** Opening Raw data block **
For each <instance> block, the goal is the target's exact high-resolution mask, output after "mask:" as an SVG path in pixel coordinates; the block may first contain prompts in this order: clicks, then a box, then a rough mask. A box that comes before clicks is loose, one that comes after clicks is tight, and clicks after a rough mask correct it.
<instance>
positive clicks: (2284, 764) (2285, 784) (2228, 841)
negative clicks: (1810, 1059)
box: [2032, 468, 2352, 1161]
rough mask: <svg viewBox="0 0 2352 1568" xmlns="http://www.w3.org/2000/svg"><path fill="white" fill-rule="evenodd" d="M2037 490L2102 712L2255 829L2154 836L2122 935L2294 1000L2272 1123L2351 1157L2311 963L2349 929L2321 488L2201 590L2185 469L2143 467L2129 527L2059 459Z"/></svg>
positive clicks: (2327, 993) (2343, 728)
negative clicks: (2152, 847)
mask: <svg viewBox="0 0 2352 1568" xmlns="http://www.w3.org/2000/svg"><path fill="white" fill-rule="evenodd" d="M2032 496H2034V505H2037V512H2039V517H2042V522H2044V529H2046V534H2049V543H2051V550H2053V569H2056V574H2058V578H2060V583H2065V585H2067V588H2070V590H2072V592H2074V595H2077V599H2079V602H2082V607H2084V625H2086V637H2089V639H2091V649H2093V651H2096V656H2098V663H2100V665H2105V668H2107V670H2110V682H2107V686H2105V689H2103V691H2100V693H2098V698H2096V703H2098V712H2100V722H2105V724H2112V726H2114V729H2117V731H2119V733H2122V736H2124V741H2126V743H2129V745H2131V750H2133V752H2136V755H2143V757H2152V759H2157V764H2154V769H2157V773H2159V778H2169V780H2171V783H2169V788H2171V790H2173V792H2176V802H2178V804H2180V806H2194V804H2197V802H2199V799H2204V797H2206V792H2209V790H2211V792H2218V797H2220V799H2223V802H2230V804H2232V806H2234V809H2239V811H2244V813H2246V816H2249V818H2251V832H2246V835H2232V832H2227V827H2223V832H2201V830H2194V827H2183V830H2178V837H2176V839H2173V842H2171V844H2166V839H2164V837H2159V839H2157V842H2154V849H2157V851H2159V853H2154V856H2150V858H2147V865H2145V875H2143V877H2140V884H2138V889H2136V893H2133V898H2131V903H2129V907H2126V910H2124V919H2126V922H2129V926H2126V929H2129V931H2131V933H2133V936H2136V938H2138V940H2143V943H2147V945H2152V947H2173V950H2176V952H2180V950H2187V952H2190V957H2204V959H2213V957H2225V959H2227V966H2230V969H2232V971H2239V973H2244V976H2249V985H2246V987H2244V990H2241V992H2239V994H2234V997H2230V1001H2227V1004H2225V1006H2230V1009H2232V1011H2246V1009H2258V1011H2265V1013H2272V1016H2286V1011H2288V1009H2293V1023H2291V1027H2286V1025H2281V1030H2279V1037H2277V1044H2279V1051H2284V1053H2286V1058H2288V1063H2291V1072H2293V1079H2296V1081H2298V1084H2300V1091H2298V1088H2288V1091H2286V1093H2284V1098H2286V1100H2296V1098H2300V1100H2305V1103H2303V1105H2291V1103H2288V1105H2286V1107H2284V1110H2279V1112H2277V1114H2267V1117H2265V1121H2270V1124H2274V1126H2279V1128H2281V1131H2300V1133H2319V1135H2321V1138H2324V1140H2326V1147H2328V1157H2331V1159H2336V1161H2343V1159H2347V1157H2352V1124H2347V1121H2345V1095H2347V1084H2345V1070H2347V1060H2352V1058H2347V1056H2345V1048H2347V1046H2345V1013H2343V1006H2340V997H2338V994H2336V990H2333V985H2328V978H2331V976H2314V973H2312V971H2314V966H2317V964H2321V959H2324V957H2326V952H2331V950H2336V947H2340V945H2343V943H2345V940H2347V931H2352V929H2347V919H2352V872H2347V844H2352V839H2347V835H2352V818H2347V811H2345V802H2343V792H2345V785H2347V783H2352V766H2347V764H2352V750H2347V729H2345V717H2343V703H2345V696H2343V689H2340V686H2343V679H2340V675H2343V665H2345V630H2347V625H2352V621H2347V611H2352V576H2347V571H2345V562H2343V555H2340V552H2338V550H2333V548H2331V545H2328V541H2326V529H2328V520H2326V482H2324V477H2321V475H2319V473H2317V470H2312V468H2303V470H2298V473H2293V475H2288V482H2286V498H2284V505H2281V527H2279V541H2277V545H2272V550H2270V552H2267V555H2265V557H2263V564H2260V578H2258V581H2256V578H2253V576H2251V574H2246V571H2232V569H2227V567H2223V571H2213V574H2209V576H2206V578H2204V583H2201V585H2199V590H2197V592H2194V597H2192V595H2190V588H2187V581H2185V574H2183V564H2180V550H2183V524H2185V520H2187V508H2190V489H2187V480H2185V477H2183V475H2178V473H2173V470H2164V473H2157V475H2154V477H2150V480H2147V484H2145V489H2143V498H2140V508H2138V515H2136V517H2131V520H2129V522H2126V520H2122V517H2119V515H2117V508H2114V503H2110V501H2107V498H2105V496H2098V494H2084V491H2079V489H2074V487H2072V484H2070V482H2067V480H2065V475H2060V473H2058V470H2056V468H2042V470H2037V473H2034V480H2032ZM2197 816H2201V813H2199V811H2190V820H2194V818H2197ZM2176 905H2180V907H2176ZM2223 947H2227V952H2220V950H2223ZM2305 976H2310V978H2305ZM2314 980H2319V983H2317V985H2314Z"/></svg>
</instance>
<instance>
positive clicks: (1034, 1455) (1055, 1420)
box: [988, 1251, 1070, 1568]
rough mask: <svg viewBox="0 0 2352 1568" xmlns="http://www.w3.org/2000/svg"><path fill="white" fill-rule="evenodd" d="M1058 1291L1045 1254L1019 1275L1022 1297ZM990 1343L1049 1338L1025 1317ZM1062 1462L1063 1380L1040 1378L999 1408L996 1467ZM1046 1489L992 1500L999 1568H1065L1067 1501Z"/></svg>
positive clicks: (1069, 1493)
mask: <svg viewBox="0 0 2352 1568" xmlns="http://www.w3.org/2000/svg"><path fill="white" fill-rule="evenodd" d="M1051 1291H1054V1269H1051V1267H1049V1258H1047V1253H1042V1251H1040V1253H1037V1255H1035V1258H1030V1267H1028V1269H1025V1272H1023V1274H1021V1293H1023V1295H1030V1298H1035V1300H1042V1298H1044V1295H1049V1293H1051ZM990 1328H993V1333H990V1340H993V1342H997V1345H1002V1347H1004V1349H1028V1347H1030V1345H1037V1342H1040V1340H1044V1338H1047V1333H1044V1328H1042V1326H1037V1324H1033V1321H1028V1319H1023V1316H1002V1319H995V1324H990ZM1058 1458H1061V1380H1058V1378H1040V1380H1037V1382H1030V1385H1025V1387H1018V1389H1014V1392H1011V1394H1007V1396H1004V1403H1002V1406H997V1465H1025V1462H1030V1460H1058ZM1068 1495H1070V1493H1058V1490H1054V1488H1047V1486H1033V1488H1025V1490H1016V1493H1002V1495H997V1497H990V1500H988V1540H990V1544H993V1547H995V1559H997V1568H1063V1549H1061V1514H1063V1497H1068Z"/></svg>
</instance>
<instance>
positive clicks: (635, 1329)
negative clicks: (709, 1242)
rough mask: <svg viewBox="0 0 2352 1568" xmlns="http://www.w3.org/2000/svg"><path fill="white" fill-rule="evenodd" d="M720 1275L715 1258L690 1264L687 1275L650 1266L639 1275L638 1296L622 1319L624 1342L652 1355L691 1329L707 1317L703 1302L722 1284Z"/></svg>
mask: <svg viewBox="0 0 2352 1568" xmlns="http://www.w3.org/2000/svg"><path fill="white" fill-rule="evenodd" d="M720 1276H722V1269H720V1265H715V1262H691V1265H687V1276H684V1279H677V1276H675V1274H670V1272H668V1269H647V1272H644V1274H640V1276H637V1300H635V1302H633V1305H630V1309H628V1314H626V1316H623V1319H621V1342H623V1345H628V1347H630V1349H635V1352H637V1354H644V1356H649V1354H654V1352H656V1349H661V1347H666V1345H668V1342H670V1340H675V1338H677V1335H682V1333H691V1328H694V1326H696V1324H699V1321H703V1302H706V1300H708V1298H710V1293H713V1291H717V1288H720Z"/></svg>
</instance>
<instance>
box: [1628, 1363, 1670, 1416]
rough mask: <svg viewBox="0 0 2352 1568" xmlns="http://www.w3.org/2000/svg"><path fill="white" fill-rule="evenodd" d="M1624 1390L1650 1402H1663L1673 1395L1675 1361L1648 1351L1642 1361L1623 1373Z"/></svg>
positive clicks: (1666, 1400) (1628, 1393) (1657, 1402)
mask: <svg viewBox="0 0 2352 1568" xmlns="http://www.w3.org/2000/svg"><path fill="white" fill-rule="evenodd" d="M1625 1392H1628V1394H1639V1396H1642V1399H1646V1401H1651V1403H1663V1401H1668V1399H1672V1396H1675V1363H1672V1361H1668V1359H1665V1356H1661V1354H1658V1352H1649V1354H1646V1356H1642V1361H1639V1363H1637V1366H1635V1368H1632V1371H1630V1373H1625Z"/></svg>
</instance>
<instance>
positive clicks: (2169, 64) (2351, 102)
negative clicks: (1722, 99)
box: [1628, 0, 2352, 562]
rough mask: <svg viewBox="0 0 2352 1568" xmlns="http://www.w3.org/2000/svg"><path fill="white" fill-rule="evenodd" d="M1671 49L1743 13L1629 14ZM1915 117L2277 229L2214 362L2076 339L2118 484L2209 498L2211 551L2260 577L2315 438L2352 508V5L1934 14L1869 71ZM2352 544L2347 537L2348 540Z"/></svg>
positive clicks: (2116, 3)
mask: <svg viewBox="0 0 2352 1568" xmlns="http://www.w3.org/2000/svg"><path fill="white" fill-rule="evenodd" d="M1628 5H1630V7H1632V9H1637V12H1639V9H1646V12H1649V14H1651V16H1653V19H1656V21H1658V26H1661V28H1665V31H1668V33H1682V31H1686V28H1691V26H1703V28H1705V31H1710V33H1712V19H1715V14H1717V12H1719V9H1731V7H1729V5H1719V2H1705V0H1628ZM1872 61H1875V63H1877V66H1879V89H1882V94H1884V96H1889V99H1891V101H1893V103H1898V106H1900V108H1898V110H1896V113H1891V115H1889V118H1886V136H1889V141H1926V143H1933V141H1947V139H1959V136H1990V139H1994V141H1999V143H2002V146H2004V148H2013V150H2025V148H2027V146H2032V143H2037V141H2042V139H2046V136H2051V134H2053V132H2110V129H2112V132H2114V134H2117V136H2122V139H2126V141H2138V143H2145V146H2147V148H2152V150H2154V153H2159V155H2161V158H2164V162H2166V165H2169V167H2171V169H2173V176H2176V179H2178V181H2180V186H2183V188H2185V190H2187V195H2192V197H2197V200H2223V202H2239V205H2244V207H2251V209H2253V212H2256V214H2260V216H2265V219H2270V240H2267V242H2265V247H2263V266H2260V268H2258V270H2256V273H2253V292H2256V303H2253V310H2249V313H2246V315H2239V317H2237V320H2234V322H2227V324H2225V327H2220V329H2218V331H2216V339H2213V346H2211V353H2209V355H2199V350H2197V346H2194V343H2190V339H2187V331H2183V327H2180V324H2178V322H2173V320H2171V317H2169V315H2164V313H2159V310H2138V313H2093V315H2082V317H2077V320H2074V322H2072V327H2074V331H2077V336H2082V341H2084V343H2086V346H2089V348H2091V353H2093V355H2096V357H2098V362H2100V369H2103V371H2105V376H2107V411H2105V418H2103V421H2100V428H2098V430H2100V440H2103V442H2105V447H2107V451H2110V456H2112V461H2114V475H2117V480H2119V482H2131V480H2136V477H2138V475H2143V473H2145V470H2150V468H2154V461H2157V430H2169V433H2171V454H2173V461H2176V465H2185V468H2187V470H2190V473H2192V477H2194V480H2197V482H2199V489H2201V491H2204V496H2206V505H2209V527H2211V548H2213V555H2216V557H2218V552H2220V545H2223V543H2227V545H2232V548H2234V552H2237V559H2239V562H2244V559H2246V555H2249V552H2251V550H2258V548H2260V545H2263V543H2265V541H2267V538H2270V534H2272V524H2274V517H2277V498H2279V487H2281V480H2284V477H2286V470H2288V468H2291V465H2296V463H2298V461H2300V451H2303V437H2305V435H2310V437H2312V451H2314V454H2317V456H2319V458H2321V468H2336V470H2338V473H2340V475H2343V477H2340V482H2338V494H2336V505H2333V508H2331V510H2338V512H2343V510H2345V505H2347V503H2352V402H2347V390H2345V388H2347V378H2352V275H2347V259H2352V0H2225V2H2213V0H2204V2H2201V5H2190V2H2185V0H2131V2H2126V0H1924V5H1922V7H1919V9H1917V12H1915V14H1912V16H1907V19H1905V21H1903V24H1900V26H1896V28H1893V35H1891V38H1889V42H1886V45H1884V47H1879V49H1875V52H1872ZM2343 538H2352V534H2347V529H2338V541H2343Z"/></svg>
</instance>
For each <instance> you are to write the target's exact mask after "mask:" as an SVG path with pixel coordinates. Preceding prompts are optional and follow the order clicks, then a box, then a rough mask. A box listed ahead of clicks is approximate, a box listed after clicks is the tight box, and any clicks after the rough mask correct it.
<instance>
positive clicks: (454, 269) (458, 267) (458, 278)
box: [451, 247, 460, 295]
** Closing Raw data block **
-- What is being asked --
Turn the data from the line containing "490L2102 712L2255 829L2154" up to and including the line containing "positive clicks: (2327, 993) (2343, 728)" into a numbered list, leaving out any blank lines.

-- Task solution --
1. rough mask: <svg viewBox="0 0 2352 1568" xmlns="http://www.w3.org/2000/svg"><path fill="white" fill-rule="evenodd" d="M2037 490L2102 712L2255 829L2154 836L2122 935L2294 1000L2272 1123L2351 1157L2311 963L2349 929L2321 488L2201 590L2185 469L2143 467L2129 527L2059 459Z"/></svg>
2. positive clicks: (2327, 993) (2343, 728)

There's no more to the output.